**Complete the following**
**a)** Reproduce word for word the stretch of the passage on life in Denmark from "As for Denmark’s" through "commerce with animals.".
**b)** Continue the passage on life in Denmark from the point where it ends.

**Document section**
········
Exhibit A: Denmark, Booth’s home away from home for a decade. Denmark has the world’s highest taxes and — according to Michael Booth — one of the world’s surliest populaces, as his introductory description of a day in Denmark’s workers’ paradise makes clear:

In the morning there had been the usual dispiriting encounter with the sullen checkout girl at the local supermarket who, as was her habit, had rung up the cost of my prohibitively expensive, low-grade produce without acknowledging my existence. Outside, other pedestrians had tutted audibly when I’d crossed the street on a green light; there was no traffic, but in Denmark preempting the green man is a provocative breach of social etiquette. I had cycled home to find a tax bill relieving me of an alarming proportion of that month’s income, having along the way provoked the fury of a motorist who had threatened to kill me because I had infringed the no-left-turn rule …. [O]f the fifty or so nationalities I had encountered in my travels up to that point, the Danes would probably have ranked in the bottom quarter as among the least demonstrably joyful people on the earth, along with the Swedes, the Finns, and the Norwegians.

Booth furnishes a veritable litany of complaints about life in Denmark: the high prices, shoddy quality of goods for purchase, suffocating rules, sullen, unpleasant people, and of course, the taxes that consume anywhere between 58 and 72 percent of personal income.

As for Denmark’s vaunted healthcare system, notes Smith:

Health care is free — which means you pay in time instead of money. Services are distributed only after endless stays in waiting rooms. (The author [Booth] brought his son to an E.R. complaining of a foreign substance that had temporarily blinded him in one eye and was turned away, told he had to make an appointment.) Pharmacies are a state-run monopoly, which means getting an aspirin is like a trip to the DMV.

Smith points out in the Post article an additional disquieting, seldom-acknowledged fact: Denmark, once known for its Lutheran piety, now has legalized bestiality in Copenhagen’s “bestiality brothels” (which have been known to advertise their services in newspapers), and it is estimated that at least five percent of all Danish men have had carnal commerce with animals.
········
**Exercise data**
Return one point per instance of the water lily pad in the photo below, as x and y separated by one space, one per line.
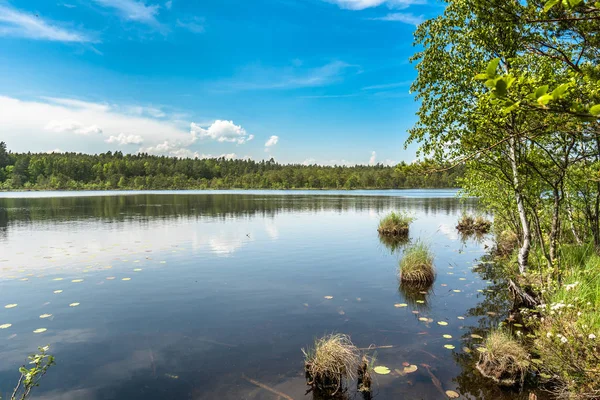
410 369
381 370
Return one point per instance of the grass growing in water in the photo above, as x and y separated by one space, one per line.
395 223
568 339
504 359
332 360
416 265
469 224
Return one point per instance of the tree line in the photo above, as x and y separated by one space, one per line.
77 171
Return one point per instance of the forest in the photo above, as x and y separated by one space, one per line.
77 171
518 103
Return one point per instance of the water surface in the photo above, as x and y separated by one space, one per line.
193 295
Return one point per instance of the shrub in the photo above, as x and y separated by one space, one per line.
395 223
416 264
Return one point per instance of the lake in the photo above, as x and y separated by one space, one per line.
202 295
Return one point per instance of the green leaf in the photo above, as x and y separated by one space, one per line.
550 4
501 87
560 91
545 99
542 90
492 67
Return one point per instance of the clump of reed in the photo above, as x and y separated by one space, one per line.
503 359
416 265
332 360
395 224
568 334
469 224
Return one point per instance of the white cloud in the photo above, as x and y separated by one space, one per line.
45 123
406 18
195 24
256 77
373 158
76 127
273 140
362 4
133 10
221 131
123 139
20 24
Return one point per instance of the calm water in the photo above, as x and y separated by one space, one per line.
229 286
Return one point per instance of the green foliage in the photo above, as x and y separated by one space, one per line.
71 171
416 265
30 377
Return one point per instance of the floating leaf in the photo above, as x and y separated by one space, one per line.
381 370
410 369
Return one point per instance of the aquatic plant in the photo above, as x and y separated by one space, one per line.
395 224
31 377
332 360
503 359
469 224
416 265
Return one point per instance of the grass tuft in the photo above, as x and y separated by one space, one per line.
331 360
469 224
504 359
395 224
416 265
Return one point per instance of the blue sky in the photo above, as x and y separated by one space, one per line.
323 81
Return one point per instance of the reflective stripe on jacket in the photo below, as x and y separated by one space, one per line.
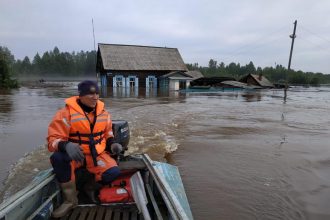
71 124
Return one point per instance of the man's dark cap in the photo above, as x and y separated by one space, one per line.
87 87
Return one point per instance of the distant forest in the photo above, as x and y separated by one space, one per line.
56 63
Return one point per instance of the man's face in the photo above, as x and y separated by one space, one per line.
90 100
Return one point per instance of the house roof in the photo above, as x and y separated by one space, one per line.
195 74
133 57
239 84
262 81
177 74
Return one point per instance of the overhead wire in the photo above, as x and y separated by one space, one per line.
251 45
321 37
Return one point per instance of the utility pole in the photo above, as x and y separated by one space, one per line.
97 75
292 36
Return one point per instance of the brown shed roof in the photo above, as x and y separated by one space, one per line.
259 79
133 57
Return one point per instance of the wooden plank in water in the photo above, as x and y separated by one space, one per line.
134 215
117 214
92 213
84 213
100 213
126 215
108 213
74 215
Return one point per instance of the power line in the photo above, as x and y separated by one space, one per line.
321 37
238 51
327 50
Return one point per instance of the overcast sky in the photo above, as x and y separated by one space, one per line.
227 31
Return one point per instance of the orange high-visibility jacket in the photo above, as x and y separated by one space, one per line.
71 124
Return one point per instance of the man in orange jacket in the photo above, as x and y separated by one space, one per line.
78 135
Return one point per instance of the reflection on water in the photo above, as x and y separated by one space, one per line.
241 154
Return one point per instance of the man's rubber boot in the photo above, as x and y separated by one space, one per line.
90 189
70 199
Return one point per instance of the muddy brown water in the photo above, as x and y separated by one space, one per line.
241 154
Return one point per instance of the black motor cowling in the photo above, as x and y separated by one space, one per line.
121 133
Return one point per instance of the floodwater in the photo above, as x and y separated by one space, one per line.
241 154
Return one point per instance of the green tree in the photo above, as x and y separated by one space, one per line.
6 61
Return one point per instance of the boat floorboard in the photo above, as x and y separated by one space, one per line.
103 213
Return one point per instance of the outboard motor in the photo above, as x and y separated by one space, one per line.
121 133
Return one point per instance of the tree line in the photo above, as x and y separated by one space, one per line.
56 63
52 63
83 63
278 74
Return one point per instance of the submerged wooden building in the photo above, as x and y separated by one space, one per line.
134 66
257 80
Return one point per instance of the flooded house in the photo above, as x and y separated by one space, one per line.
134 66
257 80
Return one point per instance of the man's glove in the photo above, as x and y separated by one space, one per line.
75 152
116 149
········
**Replies**
**a)**
As for Denmark’s vaunted healthcare system, notes Smith:

Health care is free — which means you pay in time instead of money. Services are distributed only after endless stays in waiting rooms. (The author [Booth] brought his son to an E.R. complaining of a foreign substance that had temporarily blinded him in one eye and was turned away, told he had to make an appointment.) Pharmacies are a state-run monopoly, which means getting an aspirin is like a trip to the DMV.

Smith points out in the Post article an additional disquieting, seldom-acknowledged fact: Denmark, once known for its Lutheran piety, now has legalized bestiality in Copenhagen’s “bestiality brothels” (which have been known to advertise their services in newspapers), and it is estimated that at least five percent of all Danish men have had carnal commerce with animals.

**b)**
This is disconcerting but hardly surprising for those familiar with 20th-century Scandinavian culture. Scandinavian countries were among the first to introduce compulsory sex education and to legitimize the promiscuity that has since engulfed all of the former Christian countries of the West. This is democratic socialism’s dirty little secret: It is not only a system of economic mismanagement, but also a vehicle for radical cultural subversion (often known as “cultural Marxism”), under which heading the destruction of traditional sexual mores figures prominently. Abortion, promiscuity, homosexuality, and even baser perversions all find legitimacy in the democratic socialist program.

Beyond Denmark, other Nordic countries have their share of socioeconomic ills. Finland has staggeringly high rates of alcoholism and suicide (50 percent higher than the United States), and its murder rate leads Western Europe. Tiny Iceland, once touted as an economic miracle, turned out to have the mother of all housing bubbles. Sweden’s tax rates are second only to Denmark’s, and her economy is in terminal decline. Sweden is also experiencing an unprecedented crime wave associated with immigrants from the Middle East.

Only Norway appears to be on an even keel — but Norway, like the Gulf Arab states, Brunei, and Venezuela, is the beneficiary of huge oil reserves, which keep money flowing into government coffers.

Booth’s chief indictment of Nordic society is that the cultures are cultures of blandness and mediocrity. People do not live in poverty — but neither do they excel, in large measure because the Danes, Swedes, Finns, and Norwegians look askance at non-conformists, outsiders, and risk-takers.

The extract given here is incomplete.